▸ Challenge
Omit every picture and write out the rest of the records exactly.

▸ Data for this task
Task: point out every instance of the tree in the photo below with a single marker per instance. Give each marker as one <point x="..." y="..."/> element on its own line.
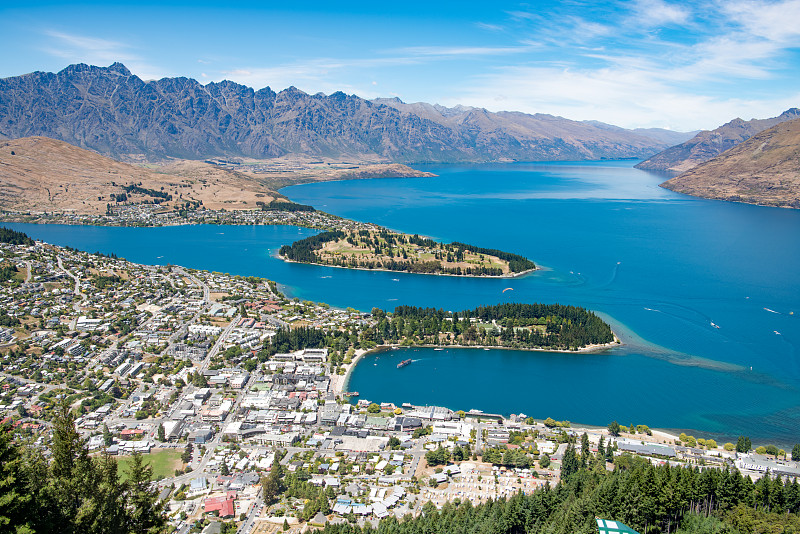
<point x="108" y="439"/>
<point x="743" y="444"/>
<point x="147" y="512"/>
<point x="544" y="461"/>
<point x="570" y="463"/>
<point x="438" y="457"/>
<point x="584" y="449"/>
<point x="15" y="498"/>
<point x="70" y="472"/>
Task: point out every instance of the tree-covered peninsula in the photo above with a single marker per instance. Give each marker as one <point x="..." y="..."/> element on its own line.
<point x="519" y="326"/>
<point x="378" y="248"/>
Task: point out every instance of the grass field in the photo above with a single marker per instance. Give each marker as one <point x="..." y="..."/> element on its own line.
<point x="164" y="463"/>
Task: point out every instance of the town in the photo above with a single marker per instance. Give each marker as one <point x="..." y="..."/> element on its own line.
<point x="225" y="385"/>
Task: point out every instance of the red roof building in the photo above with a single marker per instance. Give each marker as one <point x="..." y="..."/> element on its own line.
<point x="224" y="504"/>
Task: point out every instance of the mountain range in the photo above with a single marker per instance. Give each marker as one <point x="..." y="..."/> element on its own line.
<point x="115" y="113"/>
<point x="765" y="169"/>
<point x="711" y="143"/>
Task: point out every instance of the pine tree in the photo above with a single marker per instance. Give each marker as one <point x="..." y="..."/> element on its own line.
<point x="146" y="511"/>
<point x="15" y="500"/>
<point x="584" y="449"/>
<point x="71" y="479"/>
<point x="107" y="438"/>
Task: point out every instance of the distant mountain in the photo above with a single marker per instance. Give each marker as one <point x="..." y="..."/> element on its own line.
<point x="708" y="144"/>
<point x="765" y="170"/>
<point x="39" y="174"/>
<point x="111" y="111"/>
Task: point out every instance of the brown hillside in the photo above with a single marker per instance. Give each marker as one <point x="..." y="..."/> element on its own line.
<point x="764" y="170"/>
<point x="41" y="174"/>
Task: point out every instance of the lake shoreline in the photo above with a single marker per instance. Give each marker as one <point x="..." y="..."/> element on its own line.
<point x="340" y="387"/>
<point x="502" y="276"/>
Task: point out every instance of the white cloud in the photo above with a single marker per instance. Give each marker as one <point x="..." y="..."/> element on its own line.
<point x="659" y="13"/>
<point x="773" y="21"/>
<point x="444" y="51"/>
<point x="625" y="97"/>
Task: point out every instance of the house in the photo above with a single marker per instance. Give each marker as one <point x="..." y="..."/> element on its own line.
<point x="225" y="505"/>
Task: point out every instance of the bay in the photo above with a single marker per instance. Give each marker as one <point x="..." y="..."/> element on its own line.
<point x="663" y="268"/>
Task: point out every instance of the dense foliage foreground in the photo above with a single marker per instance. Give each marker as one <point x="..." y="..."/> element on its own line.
<point x="650" y="499"/>
<point x="70" y="492"/>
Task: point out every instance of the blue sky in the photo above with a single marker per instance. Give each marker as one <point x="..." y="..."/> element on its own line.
<point x="635" y="63"/>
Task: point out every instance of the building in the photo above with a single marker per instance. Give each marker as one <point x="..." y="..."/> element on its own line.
<point x="225" y="505"/>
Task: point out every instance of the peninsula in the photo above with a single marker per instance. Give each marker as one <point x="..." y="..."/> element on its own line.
<point x="374" y="247"/>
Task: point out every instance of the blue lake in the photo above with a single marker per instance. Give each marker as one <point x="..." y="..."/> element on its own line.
<point x="701" y="292"/>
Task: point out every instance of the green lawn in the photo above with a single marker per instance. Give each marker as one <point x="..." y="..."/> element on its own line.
<point x="164" y="463"/>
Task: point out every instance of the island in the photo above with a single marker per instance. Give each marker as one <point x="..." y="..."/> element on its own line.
<point x="230" y="395"/>
<point x="373" y="247"/>
<point x="551" y="327"/>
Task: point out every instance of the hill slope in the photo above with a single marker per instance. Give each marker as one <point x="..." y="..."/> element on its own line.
<point x="115" y="113"/>
<point x="42" y="174"/>
<point x="765" y="170"/>
<point x="711" y="143"/>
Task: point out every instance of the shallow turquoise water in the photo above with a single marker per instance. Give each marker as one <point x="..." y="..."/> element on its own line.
<point x="661" y="265"/>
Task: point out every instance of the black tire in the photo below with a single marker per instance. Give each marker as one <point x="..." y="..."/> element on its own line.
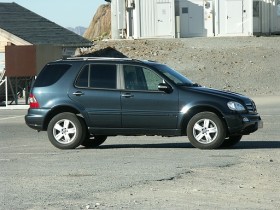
<point x="231" y="141"/>
<point x="206" y="130"/>
<point x="94" y="141"/>
<point x="66" y="131"/>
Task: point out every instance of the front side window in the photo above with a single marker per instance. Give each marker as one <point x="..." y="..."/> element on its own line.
<point x="140" y="78"/>
<point x="98" y="76"/>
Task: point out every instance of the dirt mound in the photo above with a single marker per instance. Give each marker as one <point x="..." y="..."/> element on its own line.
<point x="248" y="65"/>
<point x="100" y="25"/>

▸ Output of the exercise
Task: point out every instance of the tree in the photo below with a single marker per instance. Give each marker as one <point x="..." y="..."/> element on its own line.
<point x="108" y="439"/>
<point x="743" y="444"/>
<point x="147" y="512"/>
<point x="544" y="461"/>
<point x="570" y="463"/>
<point x="438" y="457"/>
<point x="584" y="449"/>
<point x="15" y="498"/>
<point x="70" y="472"/>
Task: point out every instance of the tree-covered peninsula in the photo above with a single marker per instance. Give each marker as one <point x="..." y="..."/> element on its own line.
<point x="519" y="326"/>
<point x="378" y="248"/>
Task: point out every instance of the grass field in the photo above with a single marker per instance. Give each marker as one <point x="..." y="..."/> element on its own line.
<point x="164" y="463"/>
Task: point out every instance of the town in the photo above with a single marker per instance. Give each marker as one <point x="..." y="..."/> element on its own line.
<point x="225" y="385"/>
Task: point out every instance of the red roof building in the photo above with a single marker per instance. Give each marker as one <point x="..." y="..."/> element on its own line.
<point x="224" y="504"/>
Task: point out every instance of the mountain range in the photo above with a single marker per instance. Give each marker as one <point x="..." y="..."/> element on its own line.
<point x="115" y="113"/>
<point x="765" y="169"/>
<point x="711" y="143"/>
Task: point out every instance of the pine tree in the photo above with a single marker per instance. Give each marker as one <point x="..." y="..."/> element on its own line.
<point x="146" y="511"/>
<point x="15" y="500"/>
<point x="584" y="449"/>
<point x="71" y="479"/>
<point x="107" y="438"/>
Task: point out every instance of the distant mountain in the photo above with a single marker per instance. Give each marker as one <point x="..." y="..."/> element on its own line.
<point x="708" y="144"/>
<point x="765" y="170"/>
<point x="39" y="174"/>
<point x="111" y="111"/>
Task: point out every instance of the brown hillside in the photo above with a single marker per instance. Give each marker as one <point x="..." y="..."/> element on its own line.
<point x="764" y="170"/>
<point x="41" y="174"/>
Task: point out every instance of the lake shoreline in the photo above with a single marker per instance. Give each marker as one <point x="..." y="..."/> element on its own line.
<point x="340" y="387"/>
<point x="502" y="276"/>
Task: point out every instance of the white cloud in the photo above with a single marker per instance. Give each marker as one <point x="..." y="..."/> element on its own line.
<point x="659" y="13"/>
<point x="773" y="21"/>
<point x="444" y="51"/>
<point x="625" y="97"/>
Task: point out every instance of the house in the photo above with a single marker per instance. Give each marker as one <point x="..." y="..."/> element on its own line.
<point x="225" y="505"/>
Task: point out every instance of the bay in the photo above with a single marker per instance. Give each marker as one <point x="..." y="..."/> element on its own line.
<point x="663" y="268"/>
Task: point out every instance of the dense foliage foreground in the photo above with a single marker per instance. Give each marker as one <point x="..." y="..."/> element on its own line.
<point x="650" y="499"/>
<point x="70" y="492"/>
Task: point out every instance of the blue sky in the photo above with a single marker per instance. Give each marker as one <point x="..." y="..."/> element on its own line.
<point x="635" y="63"/>
Task: point out every instance of the building in the photo above with a single marker per instance. Give each marker as one <point x="..." y="..."/> element on its own line.
<point x="225" y="505"/>
Task: point out every instance of the peninsula in the photo above with a single marker per instance. Give each marker as one <point x="..." y="..."/> element on its own line.
<point x="374" y="247"/>
Task: point out every instance of the blue lake in the photo above with a single marker per instance. Give each marker as one <point x="..." y="..."/> element on its own line.
<point x="701" y="292"/>
Task: point out every instance of the green lawn in the photo above with a single marker per instance. Give each marker as one <point x="..." y="..."/> element on its own line.
<point x="164" y="463"/>
Task: point out every instance of the island in the photo above with a single marker per instance. Give each marker as one <point x="..." y="..."/> element on its own line.
<point x="230" y="395"/>
<point x="373" y="247"/>
<point x="551" y="327"/>
Task: point out every instance of the hill slope in the photo above with a single marker per instance. Give each marker as one <point x="..." y="..."/> element on its own line.
<point x="115" y="113"/>
<point x="42" y="174"/>
<point x="765" y="170"/>
<point x="711" y="143"/>
Task: point out every instance of the shallow turquoise water in the photo above with a single marker per instance. Give each marker as one <point x="..." y="..."/> element on its own line.
<point x="661" y="265"/>
Task: point out every instance of the black tire in the photo below with a single marker per instance. Give each marker as one <point x="..." y="..."/> element on its own line.
<point x="231" y="141"/>
<point x="206" y="130"/>
<point x="94" y="141"/>
<point x="66" y="131"/>
Task: point out every instance of the front side window in the photo above with a single marker per instance. Give each marker as one <point x="..." y="..."/> element on its own line.
<point x="140" y="78"/>
<point x="98" y="76"/>
Task: point out every instance of the dirt mound in the photo above with a single marker per instance. Give each marker as one <point x="..." y="..."/> element on its own line.
<point x="248" y="65"/>
<point x="100" y="25"/>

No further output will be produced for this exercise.